Excerpt:
★ ★ ★
Bryony Wilshaw has written the below blog piece in the memory of her uncle Steven.
I became aware of brain injury quite early on in life. In 1999, when I was six, my uncle Steven suffered a severe brain injury after a terrible accident whilst on holiday in Greece. He had fallen twenty feet off his apartment balcony and hit his head on hard concrete.
After weeks in a coma in a Greek hospital, he was flown via air ambulance back to the UK. We were told the chances of his survival were slim, being so young, my parents thought it best I didn't see him in his vegetated state. I remember a lot of tears and worry but somehow he pulled through and woke from his coma.
In total he spent over six months in hospital, learning how to walk and talk again. After his injury, he was told he would never drive or work again. He developed epilepsy and fitted frequently. Depression and anxiety now loomed over him like a big black dog. Life had changed and remembering things became a daily struggle.
Despite his brain trauma my uncle did manage to function daily, he went to the shops, cooked himself healthy meals and visited friends at the pub, but his short-term memory loss meant he was constantly losing bank cards and house keys and this frustrated him greatly.
Unbeknown to most of those close to him, my uncle was suffering greatly with his mental health. His entire life has changed due to his accident, his world had slipped from underneath him and he found himself in this new, strange and probably quite a lonely world.
The thing about brain injury is, it doesn’t quite heal with time like a broken leg or even a broken heart. A person who has suffered from a severe brain injury will most likely never recover, and unfortunately for my uncle, he never really did.
★ ★ ★
Given information:
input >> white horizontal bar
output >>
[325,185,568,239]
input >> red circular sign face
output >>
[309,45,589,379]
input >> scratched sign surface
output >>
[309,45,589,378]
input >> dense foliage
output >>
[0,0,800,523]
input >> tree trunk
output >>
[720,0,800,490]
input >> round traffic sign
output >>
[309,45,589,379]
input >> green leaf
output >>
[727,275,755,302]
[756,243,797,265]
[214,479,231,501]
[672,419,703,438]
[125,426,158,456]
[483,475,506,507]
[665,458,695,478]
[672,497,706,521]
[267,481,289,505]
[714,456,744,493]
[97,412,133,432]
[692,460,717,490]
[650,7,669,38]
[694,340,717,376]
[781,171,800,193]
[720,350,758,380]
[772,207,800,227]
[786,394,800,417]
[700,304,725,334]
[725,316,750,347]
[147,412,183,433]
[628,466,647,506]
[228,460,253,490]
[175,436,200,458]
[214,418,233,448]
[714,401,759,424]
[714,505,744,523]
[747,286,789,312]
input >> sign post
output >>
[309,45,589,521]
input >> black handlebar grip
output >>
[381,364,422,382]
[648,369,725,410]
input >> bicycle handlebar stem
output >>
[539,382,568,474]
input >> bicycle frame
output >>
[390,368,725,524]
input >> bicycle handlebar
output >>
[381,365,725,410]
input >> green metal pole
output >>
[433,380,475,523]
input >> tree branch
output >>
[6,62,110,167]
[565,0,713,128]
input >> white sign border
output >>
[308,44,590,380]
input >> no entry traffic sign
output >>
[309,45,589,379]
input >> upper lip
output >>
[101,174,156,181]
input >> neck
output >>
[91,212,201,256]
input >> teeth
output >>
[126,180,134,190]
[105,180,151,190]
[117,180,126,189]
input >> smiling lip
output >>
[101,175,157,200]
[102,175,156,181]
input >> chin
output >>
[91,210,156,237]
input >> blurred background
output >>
★ ★ ★
Assigned task:
Extend the blog piece about uncle Steven's brain injury, picking up right after its final sentence.

Result of the exercise:
In the summer of 2019, I received a shocking and life-altering phone call, telling me that my loving and wonderful uncle had suddenly passed away. Although his death can’t be one hundred percent tied to his ABI, we received a coroner's report recently that explained a number of things that could have contributed to his death, all from his medication down to his accident.
I want to end this blog post by saying that despite my uncle's troubled life, post his accident, he was always the one cracking the jokes, always the one singing on the karaoke, the one listening to friends problems and the one getting teary telling me how much he loved his family.
His ABI may have changed his life, but it never stopped his ability to show love and care for those around him who needed it. I’m sure I say this with the support of all those who knew him, you are so greatly missed.
Despite his ongoing war in his head he managed to make people smile every day. Thank you Uncle, thank you for the memories.